SOURCE DOCUMENT =>
"""

# Can't afford gas



## Raine (Sep 21, 2005)

http://toccionline.kizash.com/movies/i_cant_afford_my_gasoline/


----------



## pdswife (Sep 21, 2005)

Boy oh boy!  Have you got that right!

There's something wrong when I get excited 
because I'm "only" paying 2.97 for gas.


----------



## Raven (Sep 21, 2005)

RIGHT ON!!!

This whole thing reminds me of that song "It was nineteen seventy somethin', in the world that I grew up in"  I believe in this case it was 1973.

~ Raven ~


----------



## middie (Sep 21, 2005)

you're not kidding. it's crazy.


----------



## SizzlininIN (Sep 21, 2005)

Raine......theres a couple of those Hummers around here but I haven't seen them much lately.


----------



## Maidrite (Sep 22, 2005)

BACK IN THE 70'S WE CALL THEM A BUMMER, COME TO THINK OF IT I WAS USING A SCOOTER I GUESS I WILL GET TO GO BACK TO MY CHILDHOOD DAYS AFTER ALL !


----------



## mish (Sep 22, 2005)

Maidrite said:
			
		

> BACK IN THE 70'S WE CALL THEM A BUMMER,


 
 

It's still a "BUMMER."  I liked "bummer." It covered Everything. Man, I am so bummed out, what a bummer, etc. I hope the odd and even line-up-at-the pump days don't return. That was a BUMMER!


----------

"""

MATERIAL PROVIDED =>
"""

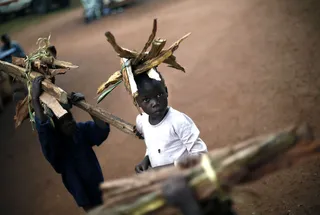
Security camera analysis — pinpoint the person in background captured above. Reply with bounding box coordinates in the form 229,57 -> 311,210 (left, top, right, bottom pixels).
0,34 -> 26,63
32,77 -> 110,212
81,0 -> 103,23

"""

INSTRUCTIONS =>
A: In the thread about gas prices, which year does Raven believe the situation resembles?
B: Reproduce everything in the thread about gas prices from "RIGHT ON!!!" down to "middie (Sep 21, 2005)", word for word.

ANSWERS PROVIDED =>
A: 1973

B:
RIGHT ON!!!

This whole thing reminds me of that song "It was nineteen seventy somethin', in the world that I grew up in"  I believe in this case it was 1973.

~ Raven ~


----------



## middie (Sep 21, 2005)